■ **AUSGANGSTEXT**:
----------------------------------------

Chorin — Brodowin — Unteres-Odertal — Schwedt
Chorin ist ein kleiner und auf Grund seines ehemaligen Klosters mit seinem Kulturprogramm recht bekannter Ort. Wer das Kloster nicht kennt, sollte sich diesen sehr schönen und stilreinen hochgotischen Bau ansehen.
Die Fahrradtour hat eine Länge von 48 km. Ihren Verlauf habe ich auf dem Routenplaner komoot veröffentlicht, der kostenfrei genutzt werden kann.
In Brodowin und Criewen und natürlich auch in Schwedt besteht die Möglichkeit der Einkehr.
Bei warmen Wetter muss man mit vielen Mücken rechnen, ich packe Mückenschutz ein.

----------------------------------------

■ **BEREITGESTELLTES MATERIAL**:

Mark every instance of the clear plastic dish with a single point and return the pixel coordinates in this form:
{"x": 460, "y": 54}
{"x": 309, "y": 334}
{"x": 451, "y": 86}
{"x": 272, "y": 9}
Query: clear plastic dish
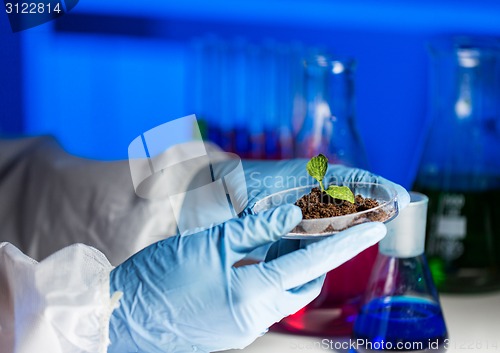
{"x": 322, "y": 227}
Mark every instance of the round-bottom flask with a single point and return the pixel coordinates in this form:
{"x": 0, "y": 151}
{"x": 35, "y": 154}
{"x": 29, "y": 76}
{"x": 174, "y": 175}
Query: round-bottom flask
{"x": 401, "y": 309}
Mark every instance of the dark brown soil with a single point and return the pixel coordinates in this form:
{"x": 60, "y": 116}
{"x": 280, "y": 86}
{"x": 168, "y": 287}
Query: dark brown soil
{"x": 318, "y": 204}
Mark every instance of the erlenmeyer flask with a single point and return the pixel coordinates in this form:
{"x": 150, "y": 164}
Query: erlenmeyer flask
{"x": 401, "y": 309}
{"x": 329, "y": 128}
{"x": 460, "y": 166}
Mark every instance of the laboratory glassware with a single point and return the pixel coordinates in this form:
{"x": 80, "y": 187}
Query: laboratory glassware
{"x": 401, "y": 309}
{"x": 329, "y": 127}
{"x": 460, "y": 165}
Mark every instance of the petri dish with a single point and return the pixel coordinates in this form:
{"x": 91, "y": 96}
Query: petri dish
{"x": 324, "y": 227}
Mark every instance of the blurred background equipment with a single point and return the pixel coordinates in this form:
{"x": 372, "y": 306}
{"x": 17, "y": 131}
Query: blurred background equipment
{"x": 328, "y": 126}
{"x": 460, "y": 167}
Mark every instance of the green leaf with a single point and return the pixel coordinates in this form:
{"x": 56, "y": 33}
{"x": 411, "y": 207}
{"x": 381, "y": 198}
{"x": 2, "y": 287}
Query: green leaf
{"x": 341, "y": 193}
{"x": 317, "y": 167}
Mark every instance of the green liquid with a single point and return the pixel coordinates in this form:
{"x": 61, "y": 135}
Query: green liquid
{"x": 463, "y": 239}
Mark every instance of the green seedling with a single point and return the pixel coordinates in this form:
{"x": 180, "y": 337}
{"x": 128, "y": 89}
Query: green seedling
{"x": 316, "y": 168}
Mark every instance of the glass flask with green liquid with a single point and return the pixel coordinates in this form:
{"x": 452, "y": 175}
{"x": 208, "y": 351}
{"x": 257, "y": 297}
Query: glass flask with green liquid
{"x": 460, "y": 166}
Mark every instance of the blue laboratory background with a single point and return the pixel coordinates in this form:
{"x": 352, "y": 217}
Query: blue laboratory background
{"x": 110, "y": 70}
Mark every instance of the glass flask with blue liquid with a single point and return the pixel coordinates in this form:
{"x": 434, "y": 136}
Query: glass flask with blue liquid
{"x": 460, "y": 166}
{"x": 401, "y": 309}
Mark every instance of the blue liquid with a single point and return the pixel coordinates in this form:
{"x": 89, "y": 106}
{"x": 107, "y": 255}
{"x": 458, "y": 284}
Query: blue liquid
{"x": 402, "y": 323}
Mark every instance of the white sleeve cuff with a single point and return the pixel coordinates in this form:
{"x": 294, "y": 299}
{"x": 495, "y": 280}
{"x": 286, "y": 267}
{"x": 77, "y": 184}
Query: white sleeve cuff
{"x": 59, "y": 305}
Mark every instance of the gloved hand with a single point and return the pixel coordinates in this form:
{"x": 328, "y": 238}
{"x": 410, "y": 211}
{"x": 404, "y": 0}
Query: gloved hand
{"x": 183, "y": 294}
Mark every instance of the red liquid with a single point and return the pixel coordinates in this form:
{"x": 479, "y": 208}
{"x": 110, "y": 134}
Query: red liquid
{"x": 334, "y": 311}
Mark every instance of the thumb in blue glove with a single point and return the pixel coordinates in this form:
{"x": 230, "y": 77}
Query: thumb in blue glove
{"x": 183, "y": 294}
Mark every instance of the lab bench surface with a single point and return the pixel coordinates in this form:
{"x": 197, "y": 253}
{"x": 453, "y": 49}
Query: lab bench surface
{"x": 473, "y": 323}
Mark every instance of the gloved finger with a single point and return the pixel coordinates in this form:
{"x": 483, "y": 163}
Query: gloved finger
{"x": 246, "y": 234}
{"x": 282, "y": 247}
{"x": 296, "y": 298}
{"x": 304, "y": 265}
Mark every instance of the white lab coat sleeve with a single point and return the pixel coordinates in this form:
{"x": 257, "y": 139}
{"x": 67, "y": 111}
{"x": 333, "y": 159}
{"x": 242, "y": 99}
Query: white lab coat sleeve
{"x": 59, "y": 305}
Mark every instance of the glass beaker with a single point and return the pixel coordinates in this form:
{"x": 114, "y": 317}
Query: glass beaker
{"x": 460, "y": 166}
{"x": 329, "y": 128}
{"x": 401, "y": 309}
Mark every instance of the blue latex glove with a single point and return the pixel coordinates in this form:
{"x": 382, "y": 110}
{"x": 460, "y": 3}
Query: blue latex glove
{"x": 182, "y": 294}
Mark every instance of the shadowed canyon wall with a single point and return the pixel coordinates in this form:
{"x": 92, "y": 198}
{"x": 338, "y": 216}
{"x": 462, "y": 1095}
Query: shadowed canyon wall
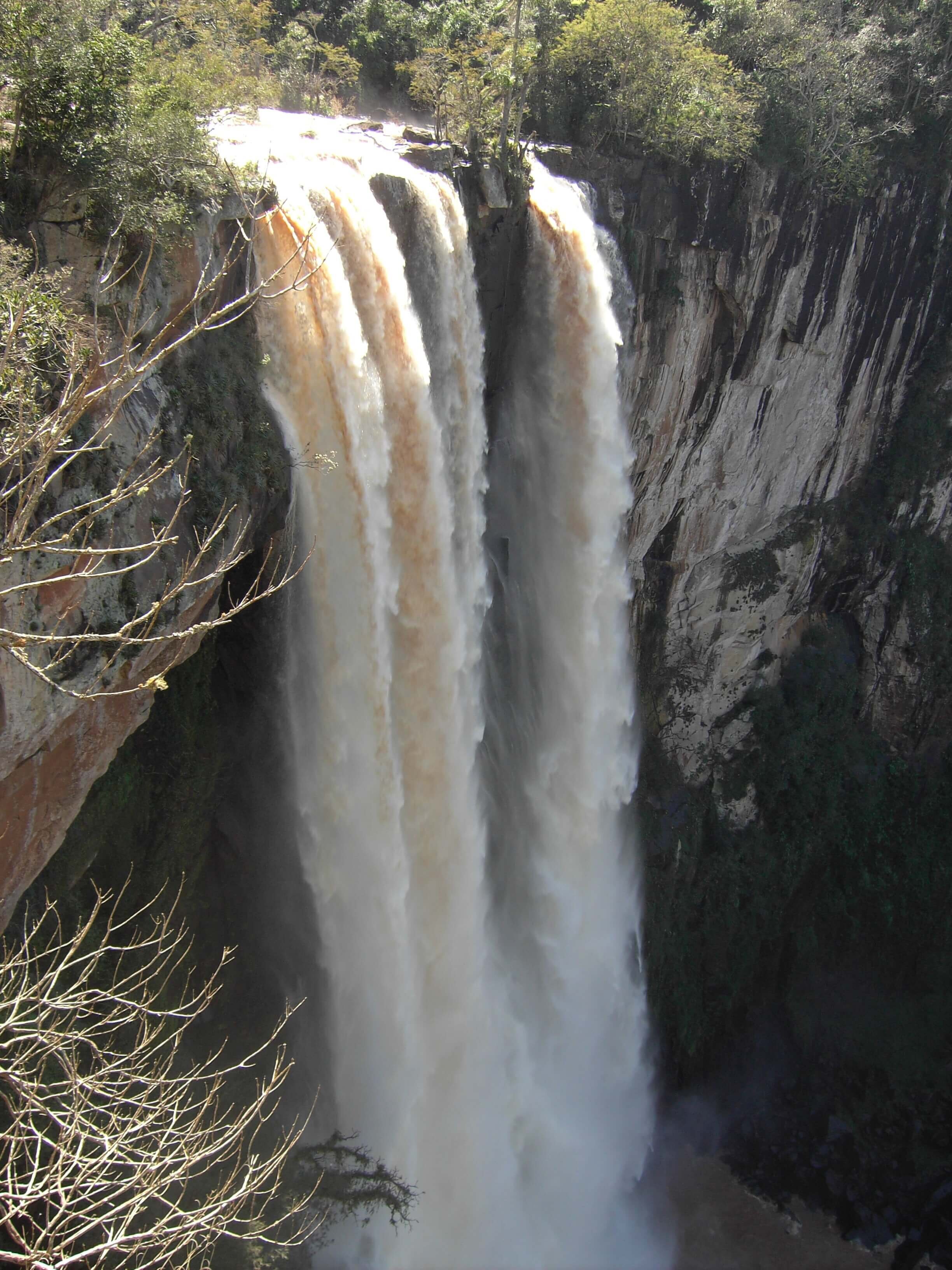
{"x": 786, "y": 378}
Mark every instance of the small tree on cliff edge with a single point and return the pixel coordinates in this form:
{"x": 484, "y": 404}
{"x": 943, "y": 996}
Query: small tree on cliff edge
{"x": 120, "y": 1151}
{"x": 74, "y": 543}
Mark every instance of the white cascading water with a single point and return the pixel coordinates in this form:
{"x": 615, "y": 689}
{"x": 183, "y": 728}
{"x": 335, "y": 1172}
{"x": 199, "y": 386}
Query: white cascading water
{"x": 486, "y": 1026}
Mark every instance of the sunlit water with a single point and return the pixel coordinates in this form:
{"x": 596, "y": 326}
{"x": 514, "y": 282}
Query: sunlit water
{"x": 475, "y": 892}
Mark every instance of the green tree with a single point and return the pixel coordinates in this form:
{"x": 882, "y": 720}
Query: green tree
{"x": 639, "y": 73}
{"x": 824, "y": 73}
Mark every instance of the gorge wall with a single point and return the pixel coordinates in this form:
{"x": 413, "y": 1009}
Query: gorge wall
{"x": 786, "y": 379}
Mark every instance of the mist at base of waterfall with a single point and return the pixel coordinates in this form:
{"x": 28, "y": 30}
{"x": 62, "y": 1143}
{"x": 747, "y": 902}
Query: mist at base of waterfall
{"x": 462, "y": 768}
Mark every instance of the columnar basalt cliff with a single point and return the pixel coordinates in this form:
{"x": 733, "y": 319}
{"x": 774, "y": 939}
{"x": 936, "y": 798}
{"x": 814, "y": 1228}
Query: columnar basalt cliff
{"x": 774, "y": 343}
{"x": 789, "y": 386}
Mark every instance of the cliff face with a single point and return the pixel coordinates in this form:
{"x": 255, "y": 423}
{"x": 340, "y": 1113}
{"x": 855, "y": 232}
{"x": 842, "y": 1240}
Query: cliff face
{"x": 772, "y": 345}
{"x": 54, "y": 745}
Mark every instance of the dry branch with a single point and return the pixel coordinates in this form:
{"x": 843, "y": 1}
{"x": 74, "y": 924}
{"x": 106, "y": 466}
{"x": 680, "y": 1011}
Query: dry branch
{"x": 100, "y": 366}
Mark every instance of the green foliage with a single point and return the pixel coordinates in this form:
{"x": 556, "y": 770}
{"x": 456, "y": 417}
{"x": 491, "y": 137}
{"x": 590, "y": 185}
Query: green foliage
{"x": 847, "y": 868}
{"x": 98, "y": 115}
{"x": 756, "y": 573}
{"x": 41, "y": 332}
{"x": 381, "y": 35}
{"x": 824, "y": 78}
{"x": 465, "y": 88}
{"x": 314, "y": 75}
{"x": 640, "y": 73}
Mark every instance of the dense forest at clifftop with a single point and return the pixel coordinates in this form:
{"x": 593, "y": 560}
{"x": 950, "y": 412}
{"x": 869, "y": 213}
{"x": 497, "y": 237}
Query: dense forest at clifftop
{"x": 838, "y": 887}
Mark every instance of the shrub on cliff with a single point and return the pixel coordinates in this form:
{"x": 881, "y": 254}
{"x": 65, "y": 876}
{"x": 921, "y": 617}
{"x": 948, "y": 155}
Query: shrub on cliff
{"x": 636, "y": 70}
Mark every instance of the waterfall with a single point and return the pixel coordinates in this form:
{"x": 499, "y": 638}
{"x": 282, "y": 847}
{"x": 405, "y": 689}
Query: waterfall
{"x": 461, "y": 812}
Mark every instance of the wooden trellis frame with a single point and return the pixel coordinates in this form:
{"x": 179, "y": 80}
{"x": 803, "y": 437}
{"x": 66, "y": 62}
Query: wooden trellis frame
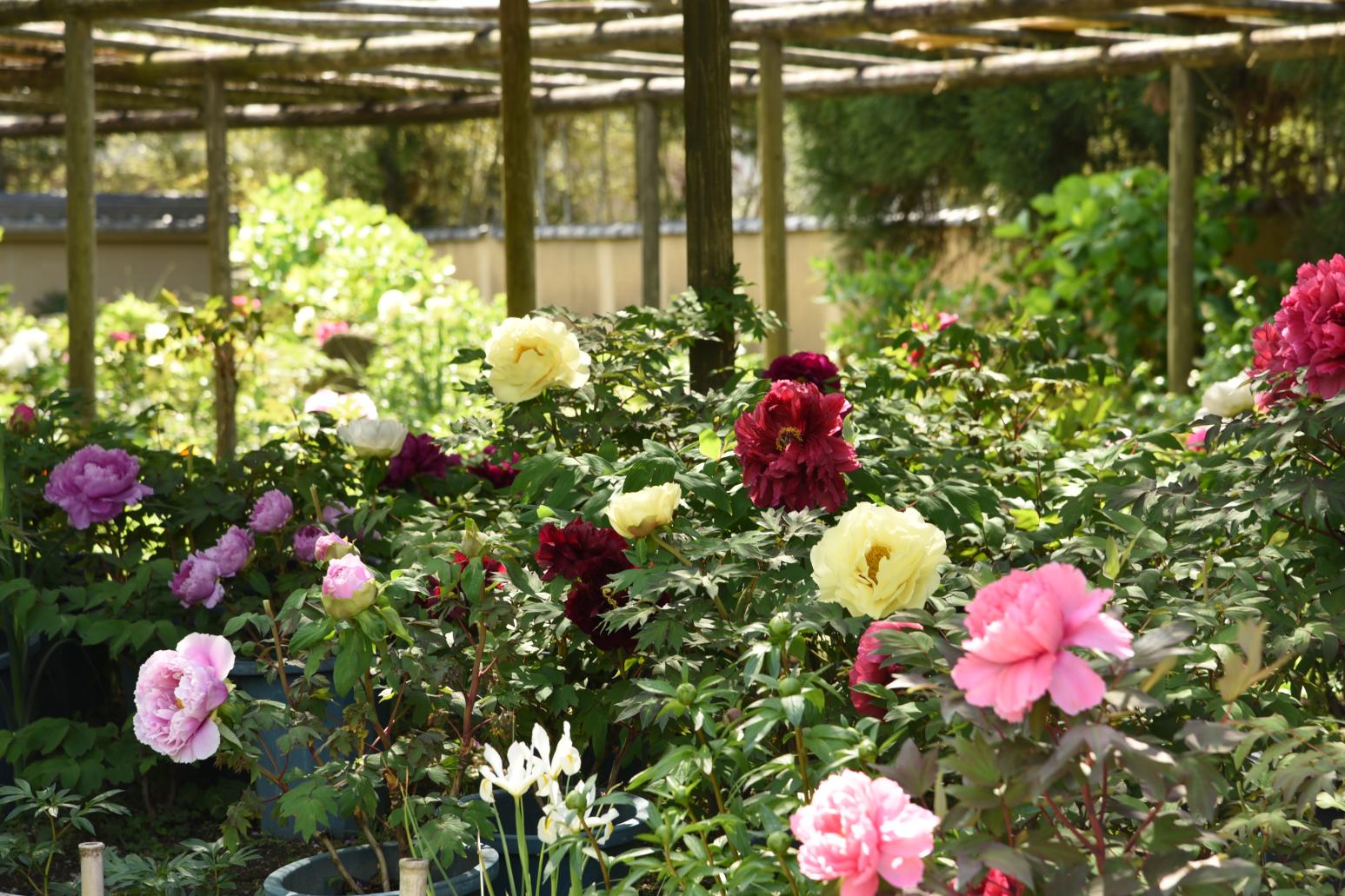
{"x": 117, "y": 66}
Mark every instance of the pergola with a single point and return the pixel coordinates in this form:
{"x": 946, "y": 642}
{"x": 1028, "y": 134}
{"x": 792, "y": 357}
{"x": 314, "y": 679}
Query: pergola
{"x": 125, "y": 66}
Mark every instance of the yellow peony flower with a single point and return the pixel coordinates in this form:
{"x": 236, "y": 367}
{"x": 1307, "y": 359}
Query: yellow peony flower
{"x": 638, "y": 513}
{"x": 528, "y": 355}
{"x": 878, "y": 560}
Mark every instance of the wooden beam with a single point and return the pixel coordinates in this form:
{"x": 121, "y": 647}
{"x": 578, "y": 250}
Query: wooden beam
{"x": 516, "y": 136}
{"x": 647, "y": 181}
{"x": 221, "y": 269}
{"x": 709, "y": 183}
{"x": 1182, "y": 230}
{"x": 81, "y": 213}
{"x": 775, "y": 282}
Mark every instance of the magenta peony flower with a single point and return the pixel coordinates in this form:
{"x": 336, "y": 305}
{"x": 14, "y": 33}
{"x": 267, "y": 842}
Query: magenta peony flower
{"x": 177, "y": 694}
{"x": 858, "y": 829}
{"x": 196, "y": 581}
{"x": 806, "y": 366}
{"x": 95, "y": 485}
{"x": 231, "y": 552}
{"x": 420, "y": 456}
{"x": 1021, "y": 630}
{"x": 791, "y": 448}
{"x": 305, "y": 542}
{"x": 270, "y": 512}
{"x": 872, "y": 667}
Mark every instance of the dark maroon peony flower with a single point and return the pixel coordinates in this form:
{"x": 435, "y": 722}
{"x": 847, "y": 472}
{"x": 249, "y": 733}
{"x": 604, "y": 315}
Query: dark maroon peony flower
{"x": 791, "y": 448}
{"x": 806, "y": 366}
{"x": 580, "y": 550}
{"x": 872, "y": 667}
{"x": 420, "y": 456}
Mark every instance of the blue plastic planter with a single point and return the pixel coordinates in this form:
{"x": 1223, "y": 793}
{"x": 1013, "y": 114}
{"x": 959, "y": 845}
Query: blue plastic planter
{"x": 317, "y": 876}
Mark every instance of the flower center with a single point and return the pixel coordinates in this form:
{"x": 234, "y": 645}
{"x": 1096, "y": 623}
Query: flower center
{"x": 787, "y": 436}
{"x": 873, "y": 557}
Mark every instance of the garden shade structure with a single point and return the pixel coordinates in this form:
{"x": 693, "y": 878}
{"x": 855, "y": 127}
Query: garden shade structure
{"x": 122, "y": 66}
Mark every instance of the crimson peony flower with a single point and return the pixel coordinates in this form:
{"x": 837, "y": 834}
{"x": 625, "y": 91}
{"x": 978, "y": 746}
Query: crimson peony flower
{"x": 806, "y": 366}
{"x": 791, "y": 448}
{"x": 420, "y": 456}
{"x": 872, "y": 667}
{"x": 580, "y": 550}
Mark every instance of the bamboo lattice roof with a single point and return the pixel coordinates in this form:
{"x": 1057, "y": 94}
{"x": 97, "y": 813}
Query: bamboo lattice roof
{"x": 349, "y": 62}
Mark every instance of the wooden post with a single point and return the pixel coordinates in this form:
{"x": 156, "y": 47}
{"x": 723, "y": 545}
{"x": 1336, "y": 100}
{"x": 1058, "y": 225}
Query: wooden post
{"x": 709, "y": 179}
{"x": 221, "y": 269}
{"x": 1182, "y": 230}
{"x": 775, "y": 284}
{"x": 90, "y": 869}
{"x": 647, "y": 196}
{"x": 516, "y": 127}
{"x": 413, "y": 878}
{"x": 81, "y": 217}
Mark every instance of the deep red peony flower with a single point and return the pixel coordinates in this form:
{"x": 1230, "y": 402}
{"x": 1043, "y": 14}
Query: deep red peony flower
{"x": 420, "y": 456}
{"x": 791, "y": 448}
{"x": 580, "y": 550}
{"x": 806, "y": 366}
{"x": 872, "y": 667}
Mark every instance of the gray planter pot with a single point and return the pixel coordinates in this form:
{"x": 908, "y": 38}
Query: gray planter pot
{"x": 317, "y": 876}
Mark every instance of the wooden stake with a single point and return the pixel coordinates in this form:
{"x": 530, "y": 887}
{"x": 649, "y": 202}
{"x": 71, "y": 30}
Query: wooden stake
{"x": 775, "y": 284}
{"x": 1182, "y": 232}
{"x": 516, "y": 127}
{"x": 709, "y": 181}
{"x": 81, "y": 216}
{"x": 221, "y": 269}
{"x": 647, "y": 196}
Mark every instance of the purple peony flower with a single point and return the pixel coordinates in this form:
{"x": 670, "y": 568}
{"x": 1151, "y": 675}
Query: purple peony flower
{"x": 95, "y": 485}
{"x": 420, "y": 456}
{"x": 305, "y": 541}
{"x": 272, "y": 512}
{"x": 231, "y": 552}
{"x": 196, "y": 581}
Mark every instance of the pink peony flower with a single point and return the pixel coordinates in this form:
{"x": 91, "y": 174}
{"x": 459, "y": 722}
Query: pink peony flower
{"x": 177, "y": 694}
{"x": 95, "y": 485}
{"x": 270, "y": 512}
{"x": 231, "y": 552}
{"x": 196, "y": 581}
{"x": 858, "y": 829}
{"x": 1021, "y": 628}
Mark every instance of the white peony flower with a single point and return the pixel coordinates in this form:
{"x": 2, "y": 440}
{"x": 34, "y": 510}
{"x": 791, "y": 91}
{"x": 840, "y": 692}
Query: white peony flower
{"x": 528, "y": 355}
{"x": 373, "y": 437}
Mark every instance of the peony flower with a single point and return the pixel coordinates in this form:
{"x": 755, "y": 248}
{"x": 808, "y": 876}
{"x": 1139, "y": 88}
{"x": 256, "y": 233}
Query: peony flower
{"x": 639, "y": 513}
{"x": 196, "y": 581}
{"x": 1312, "y": 323}
{"x": 96, "y": 485}
{"x": 877, "y": 560}
{"x": 231, "y": 552}
{"x": 1021, "y": 630}
{"x": 791, "y": 448}
{"x": 529, "y": 355}
{"x": 872, "y": 667}
{"x": 270, "y": 512}
{"x": 373, "y": 437}
{"x": 331, "y": 547}
{"x": 1229, "y": 397}
{"x": 305, "y": 542}
{"x": 858, "y": 829}
{"x": 176, "y": 694}
{"x": 420, "y": 456}
{"x": 580, "y": 550}
{"x": 349, "y": 587}
{"x": 806, "y": 366}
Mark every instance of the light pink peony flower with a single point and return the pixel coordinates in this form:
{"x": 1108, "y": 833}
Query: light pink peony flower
{"x": 858, "y": 829}
{"x": 1021, "y": 628}
{"x": 177, "y": 694}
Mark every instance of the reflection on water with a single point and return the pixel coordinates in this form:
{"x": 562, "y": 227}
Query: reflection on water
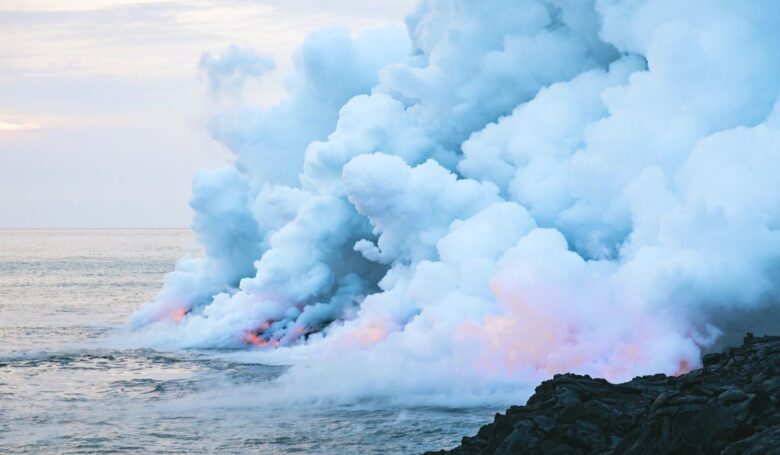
{"x": 64, "y": 389}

----------------------------------------

■ **AUFGABE**:
Schreibe die Beschreibung der Radtour von Chorin nach Schwedt im Anschluss an ihren letzten Satz weiter.

■ **ANTWORT**:
Zunächst geht es auf dem alten Amtsweg an den Plagebergen entlang, oh ja, wie oft kalauerte ich, nomen est omen (der Name ist Programm), die Wege zu Beginn sind eine einzige Plage und dennoch fahre ich seit einem Vierteljahrhundert immer wieder dorthin, es ist unendlich schön.
Und das Wort Plage kommt, wie sollte es auch anders sein, aus dem Slawischen und hat einen ganz anderen Sinn: Plawe, der Name eines früheren Ortes.
Auf einer Strecke von 3 km hat man einen gepflasterten Weg. In dem Gelände lagen viele Steine, die für Haus- und Wegebau benutzt wurden. Das Kopfsteinpflaster ist Gestein der Gegend, ich radle da sozusagen über die Exponate einer geologischen Sammlung, das ein unter Schutz gestelltes Kulturdenkmal ist.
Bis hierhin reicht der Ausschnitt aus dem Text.